YOUR INSTRUCTIONS:
Determine how many lines in the listing that follows include "blue". Answer only with that number.

DATA FOR ANALYSIS START

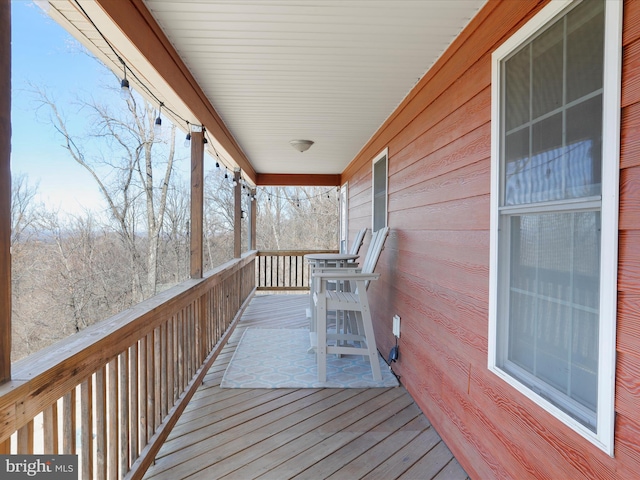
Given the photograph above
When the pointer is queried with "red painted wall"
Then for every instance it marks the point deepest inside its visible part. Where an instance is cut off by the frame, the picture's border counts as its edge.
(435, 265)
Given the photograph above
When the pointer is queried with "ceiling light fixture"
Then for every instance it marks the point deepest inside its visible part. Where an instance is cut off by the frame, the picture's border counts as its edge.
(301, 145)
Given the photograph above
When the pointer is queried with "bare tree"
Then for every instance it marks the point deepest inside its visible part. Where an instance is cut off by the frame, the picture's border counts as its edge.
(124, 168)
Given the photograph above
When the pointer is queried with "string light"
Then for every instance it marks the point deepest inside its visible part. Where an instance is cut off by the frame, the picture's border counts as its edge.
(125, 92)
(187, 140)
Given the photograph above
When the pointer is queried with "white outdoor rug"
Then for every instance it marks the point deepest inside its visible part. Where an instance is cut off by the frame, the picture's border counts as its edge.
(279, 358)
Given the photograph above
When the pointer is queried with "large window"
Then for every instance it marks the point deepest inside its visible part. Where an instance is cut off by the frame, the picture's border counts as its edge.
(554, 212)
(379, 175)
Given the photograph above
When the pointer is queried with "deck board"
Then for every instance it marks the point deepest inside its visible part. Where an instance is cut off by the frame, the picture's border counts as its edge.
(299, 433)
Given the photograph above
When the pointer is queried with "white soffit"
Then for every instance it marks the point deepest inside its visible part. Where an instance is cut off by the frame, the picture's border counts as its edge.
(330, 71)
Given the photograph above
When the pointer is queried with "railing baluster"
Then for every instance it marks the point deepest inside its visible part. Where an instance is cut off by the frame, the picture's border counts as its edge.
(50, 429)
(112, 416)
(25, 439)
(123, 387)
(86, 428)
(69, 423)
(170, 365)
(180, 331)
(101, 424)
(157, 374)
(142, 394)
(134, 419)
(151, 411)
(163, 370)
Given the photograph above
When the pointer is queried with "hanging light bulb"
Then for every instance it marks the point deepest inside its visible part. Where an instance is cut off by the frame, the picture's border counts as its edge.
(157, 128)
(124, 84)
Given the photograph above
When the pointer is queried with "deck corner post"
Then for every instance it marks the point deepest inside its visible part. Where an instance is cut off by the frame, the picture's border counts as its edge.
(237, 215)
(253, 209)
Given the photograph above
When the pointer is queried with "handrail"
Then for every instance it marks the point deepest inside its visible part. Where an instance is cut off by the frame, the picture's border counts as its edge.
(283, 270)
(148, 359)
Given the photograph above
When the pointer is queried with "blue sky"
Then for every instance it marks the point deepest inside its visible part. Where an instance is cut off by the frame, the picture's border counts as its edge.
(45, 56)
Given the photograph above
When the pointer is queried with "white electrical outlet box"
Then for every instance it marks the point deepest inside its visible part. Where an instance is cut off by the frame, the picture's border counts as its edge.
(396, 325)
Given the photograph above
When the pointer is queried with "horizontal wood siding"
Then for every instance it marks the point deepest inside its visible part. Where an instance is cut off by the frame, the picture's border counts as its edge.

DATA FOR ANALYSIS END
DATA FOR ANALYSIS START

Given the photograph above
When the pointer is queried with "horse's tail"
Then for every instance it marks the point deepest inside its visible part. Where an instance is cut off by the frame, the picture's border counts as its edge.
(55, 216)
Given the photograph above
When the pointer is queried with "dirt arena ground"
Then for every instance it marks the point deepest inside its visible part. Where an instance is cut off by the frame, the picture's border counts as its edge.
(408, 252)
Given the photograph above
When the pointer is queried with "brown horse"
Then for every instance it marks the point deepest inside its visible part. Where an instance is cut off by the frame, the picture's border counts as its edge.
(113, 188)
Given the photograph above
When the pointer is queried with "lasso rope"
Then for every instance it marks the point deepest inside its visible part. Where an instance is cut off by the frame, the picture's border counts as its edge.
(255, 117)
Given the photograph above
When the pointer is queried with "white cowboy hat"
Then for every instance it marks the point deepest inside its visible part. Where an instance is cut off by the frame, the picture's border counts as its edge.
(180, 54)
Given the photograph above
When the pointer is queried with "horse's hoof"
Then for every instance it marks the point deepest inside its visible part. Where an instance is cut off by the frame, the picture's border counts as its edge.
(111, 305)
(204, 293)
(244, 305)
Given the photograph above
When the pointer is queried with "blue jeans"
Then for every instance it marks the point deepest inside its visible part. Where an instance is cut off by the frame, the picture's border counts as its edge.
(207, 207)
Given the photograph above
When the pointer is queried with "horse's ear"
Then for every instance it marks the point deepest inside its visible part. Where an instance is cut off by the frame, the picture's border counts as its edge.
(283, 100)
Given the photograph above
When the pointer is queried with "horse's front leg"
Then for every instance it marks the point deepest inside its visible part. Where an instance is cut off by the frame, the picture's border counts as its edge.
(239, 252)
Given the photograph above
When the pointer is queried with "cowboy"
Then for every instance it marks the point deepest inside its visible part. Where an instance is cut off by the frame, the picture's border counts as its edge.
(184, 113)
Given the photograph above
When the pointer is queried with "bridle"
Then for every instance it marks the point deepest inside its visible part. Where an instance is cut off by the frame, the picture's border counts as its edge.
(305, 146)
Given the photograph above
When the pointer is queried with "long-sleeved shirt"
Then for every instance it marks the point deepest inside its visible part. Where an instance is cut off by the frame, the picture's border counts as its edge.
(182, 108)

DATA FOR ANALYSIS END
DATA FOR ANALYSIS START

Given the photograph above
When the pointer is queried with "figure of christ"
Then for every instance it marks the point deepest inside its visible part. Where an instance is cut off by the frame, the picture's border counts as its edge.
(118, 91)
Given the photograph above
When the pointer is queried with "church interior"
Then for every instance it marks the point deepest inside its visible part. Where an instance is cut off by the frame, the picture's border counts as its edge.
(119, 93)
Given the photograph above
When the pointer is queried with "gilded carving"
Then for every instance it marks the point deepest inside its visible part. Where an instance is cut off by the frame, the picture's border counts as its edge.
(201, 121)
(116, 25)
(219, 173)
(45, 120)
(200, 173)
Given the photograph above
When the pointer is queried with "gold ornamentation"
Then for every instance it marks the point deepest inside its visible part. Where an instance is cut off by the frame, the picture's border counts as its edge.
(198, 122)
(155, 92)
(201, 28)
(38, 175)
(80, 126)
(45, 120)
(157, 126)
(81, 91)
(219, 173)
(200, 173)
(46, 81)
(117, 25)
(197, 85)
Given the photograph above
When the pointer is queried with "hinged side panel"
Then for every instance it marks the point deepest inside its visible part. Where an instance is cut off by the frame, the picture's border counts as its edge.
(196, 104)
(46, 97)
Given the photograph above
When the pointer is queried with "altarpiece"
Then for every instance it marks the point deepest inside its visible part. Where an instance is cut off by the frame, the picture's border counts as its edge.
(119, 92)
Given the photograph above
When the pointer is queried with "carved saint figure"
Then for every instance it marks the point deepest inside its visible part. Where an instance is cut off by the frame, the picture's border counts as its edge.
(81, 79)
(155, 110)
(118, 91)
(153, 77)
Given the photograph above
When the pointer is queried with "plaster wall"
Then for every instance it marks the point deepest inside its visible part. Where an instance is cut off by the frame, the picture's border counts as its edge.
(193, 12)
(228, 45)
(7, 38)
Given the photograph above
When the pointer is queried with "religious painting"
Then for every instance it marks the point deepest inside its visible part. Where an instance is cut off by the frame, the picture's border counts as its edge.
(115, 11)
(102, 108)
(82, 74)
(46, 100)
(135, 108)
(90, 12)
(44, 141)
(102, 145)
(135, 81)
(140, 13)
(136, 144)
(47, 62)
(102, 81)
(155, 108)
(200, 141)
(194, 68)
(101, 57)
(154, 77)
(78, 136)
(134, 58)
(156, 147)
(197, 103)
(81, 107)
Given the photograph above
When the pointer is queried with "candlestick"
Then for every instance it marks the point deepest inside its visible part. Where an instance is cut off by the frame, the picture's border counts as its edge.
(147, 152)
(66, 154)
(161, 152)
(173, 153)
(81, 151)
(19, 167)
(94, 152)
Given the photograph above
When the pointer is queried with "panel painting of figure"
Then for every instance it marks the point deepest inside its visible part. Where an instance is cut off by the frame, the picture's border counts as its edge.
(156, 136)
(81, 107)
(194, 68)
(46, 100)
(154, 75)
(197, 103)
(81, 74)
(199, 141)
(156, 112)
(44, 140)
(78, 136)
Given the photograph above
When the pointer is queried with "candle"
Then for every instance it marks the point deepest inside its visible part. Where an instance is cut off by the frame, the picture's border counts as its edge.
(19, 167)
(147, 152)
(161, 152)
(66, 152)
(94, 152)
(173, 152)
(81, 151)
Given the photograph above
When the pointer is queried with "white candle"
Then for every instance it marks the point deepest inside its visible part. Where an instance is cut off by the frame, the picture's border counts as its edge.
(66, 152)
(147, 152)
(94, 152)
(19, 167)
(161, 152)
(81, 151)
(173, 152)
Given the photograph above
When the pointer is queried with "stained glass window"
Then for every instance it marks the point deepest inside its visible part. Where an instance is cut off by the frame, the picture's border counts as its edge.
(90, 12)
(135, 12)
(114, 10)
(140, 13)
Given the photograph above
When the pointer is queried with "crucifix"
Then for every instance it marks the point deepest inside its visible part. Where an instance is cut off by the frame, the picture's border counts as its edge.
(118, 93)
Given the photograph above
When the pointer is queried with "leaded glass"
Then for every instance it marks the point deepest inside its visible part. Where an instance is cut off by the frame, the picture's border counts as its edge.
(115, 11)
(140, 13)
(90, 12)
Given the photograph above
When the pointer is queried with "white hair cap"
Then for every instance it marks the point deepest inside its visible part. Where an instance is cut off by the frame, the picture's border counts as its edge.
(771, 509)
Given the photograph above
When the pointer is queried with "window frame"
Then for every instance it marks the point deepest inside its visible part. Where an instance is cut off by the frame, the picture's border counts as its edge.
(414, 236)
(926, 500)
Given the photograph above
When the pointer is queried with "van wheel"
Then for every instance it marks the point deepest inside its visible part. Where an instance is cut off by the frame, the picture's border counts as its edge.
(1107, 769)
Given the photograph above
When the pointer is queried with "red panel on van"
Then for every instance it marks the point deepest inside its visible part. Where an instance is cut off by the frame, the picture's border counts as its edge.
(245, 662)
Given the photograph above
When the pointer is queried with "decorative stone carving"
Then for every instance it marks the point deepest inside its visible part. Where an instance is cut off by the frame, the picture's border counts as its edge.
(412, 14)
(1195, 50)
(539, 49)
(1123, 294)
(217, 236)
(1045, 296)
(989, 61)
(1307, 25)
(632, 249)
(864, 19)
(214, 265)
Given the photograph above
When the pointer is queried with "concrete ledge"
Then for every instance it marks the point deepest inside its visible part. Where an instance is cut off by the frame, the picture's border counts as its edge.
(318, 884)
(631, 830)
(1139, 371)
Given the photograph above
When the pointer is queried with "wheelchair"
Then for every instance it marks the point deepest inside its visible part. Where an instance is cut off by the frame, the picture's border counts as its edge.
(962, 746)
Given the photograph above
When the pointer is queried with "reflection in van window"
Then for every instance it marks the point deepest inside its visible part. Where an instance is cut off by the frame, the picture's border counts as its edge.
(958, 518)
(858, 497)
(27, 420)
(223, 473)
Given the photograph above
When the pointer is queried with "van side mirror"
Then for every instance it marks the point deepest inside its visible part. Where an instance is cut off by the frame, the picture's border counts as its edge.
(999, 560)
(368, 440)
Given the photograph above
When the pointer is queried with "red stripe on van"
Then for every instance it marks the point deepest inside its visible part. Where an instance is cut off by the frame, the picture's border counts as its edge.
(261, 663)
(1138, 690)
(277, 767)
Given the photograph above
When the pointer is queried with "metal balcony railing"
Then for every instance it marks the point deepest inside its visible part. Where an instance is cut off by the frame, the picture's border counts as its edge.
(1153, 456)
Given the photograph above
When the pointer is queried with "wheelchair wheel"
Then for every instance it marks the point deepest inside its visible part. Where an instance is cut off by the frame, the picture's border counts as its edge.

DATA FOR ANALYSIS END

EXERCISE SOLUTION:
2